Please rewrite all of the rows below with "sage leaf" replaced by "mint leaf" wherever it occurs, changing nothing else, and leave the pictures out.

Point labeling examples
= = = =

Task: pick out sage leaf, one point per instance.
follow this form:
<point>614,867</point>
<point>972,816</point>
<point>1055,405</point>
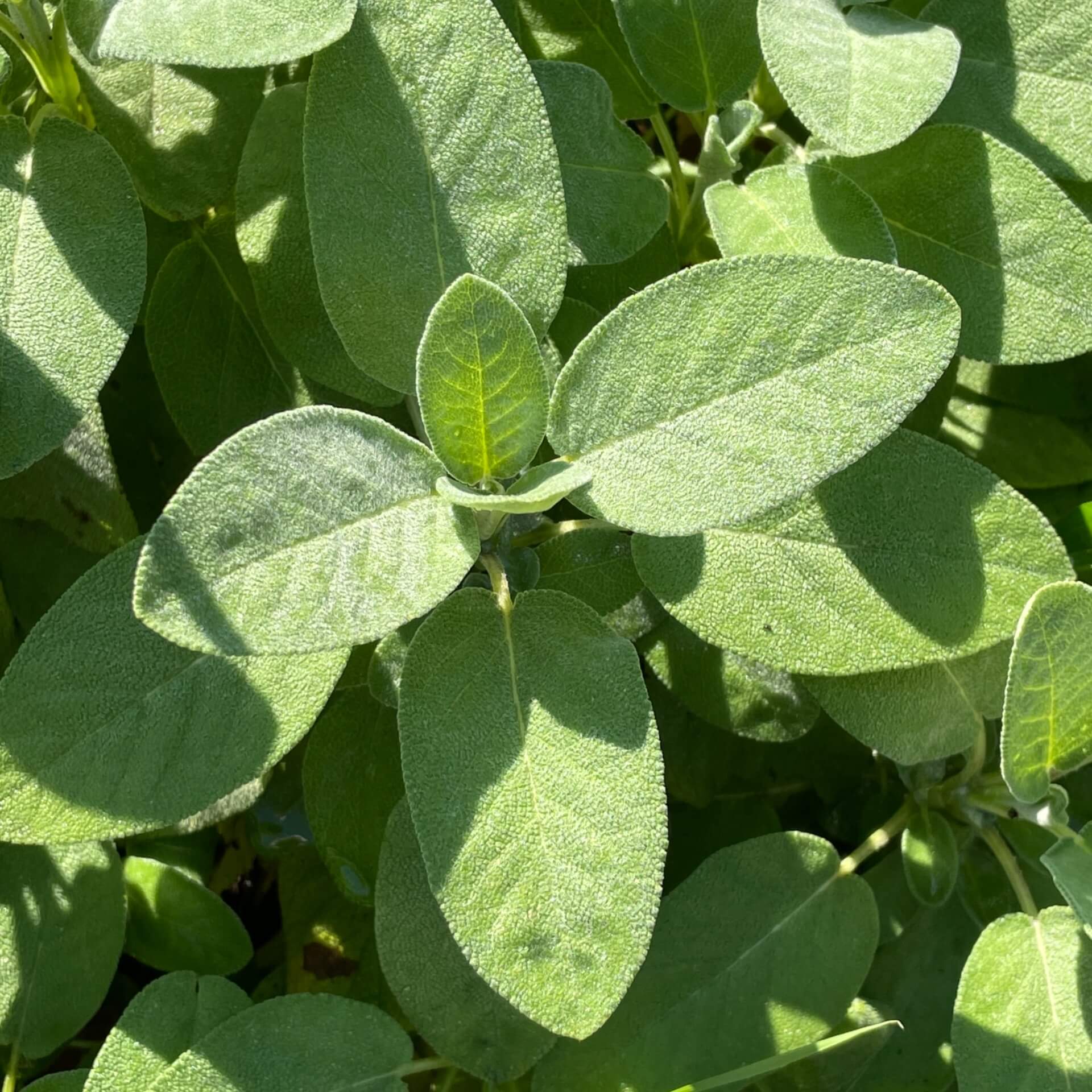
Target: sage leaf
<point>699,56</point>
<point>71,278</point>
<point>799,209</point>
<point>451,1007</point>
<point>843,602</point>
<point>1018,1015</point>
<point>177,924</point>
<point>481,382</point>
<point>615,204</point>
<point>314,530</point>
<point>768,375</point>
<point>1046,729</point>
<point>352,780</point>
<point>230,34</point>
<point>733,693</point>
<point>273,233</point>
<point>63,916</point>
<point>317,1042</point>
<point>106,738</point>
<point>470,184</point>
<point>757,909</point>
<point>534,778</point>
<point>164,1020</point>
<point>1024,78</point>
<point>992,229</point>
<point>864,80</point>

= = = =

§ Solved exercise:
Task: pick out mint leaf, one point per instance.
follow this form:
<point>614,867</point>
<point>972,816</point>
<point>1055,405</point>
Target: mint leaf
<point>699,56</point>
<point>71,278</point>
<point>799,209</point>
<point>451,1007</point>
<point>843,602</point>
<point>1018,1015</point>
<point>177,924</point>
<point>481,382</point>
<point>615,204</point>
<point>314,530</point>
<point>768,375</point>
<point>1046,729</point>
<point>352,780</point>
<point>230,34</point>
<point>733,693</point>
<point>273,233</point>
<point>63,916</point>
<point>317,1042</point>
<point>106,738</point>
<point>470,184</point>
<point>757,909</point>
<point>534,778</point>
<point>164,1020</point>
<point>1024,78</point>
<point>992,229</point>
<point>864,80</point>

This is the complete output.